[Stored records]
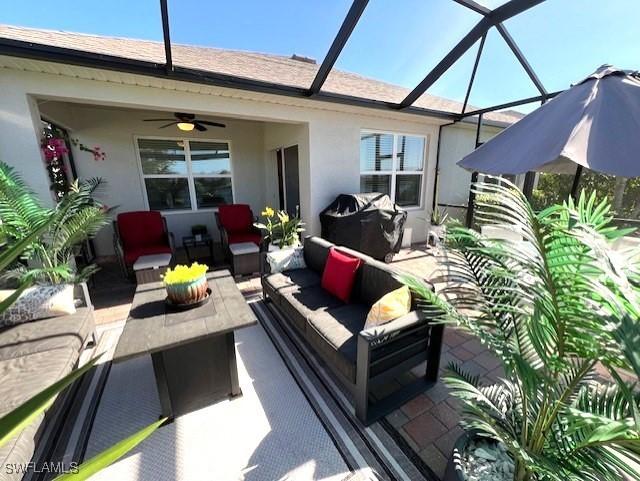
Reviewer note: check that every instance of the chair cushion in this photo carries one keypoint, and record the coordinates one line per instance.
(131, 255)
(239, 237)
(47, 334)
(334, 334)
(339, 274)
(235, 217)
(298, 304)
(142, 228)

◆ Problem description:
Quote the data above in full, leaving out the pictures it holds.

◆ Response to the exercise:
Reviewer note: check that every instance of the chair cushion in this photo carries one keypoint, and record the coordinates one line per instance.
(131, 255)
(239, 237)
(47, 334)
(334, 334)
(339, 274)
(235, 217)
(298, 304)
(142, 228)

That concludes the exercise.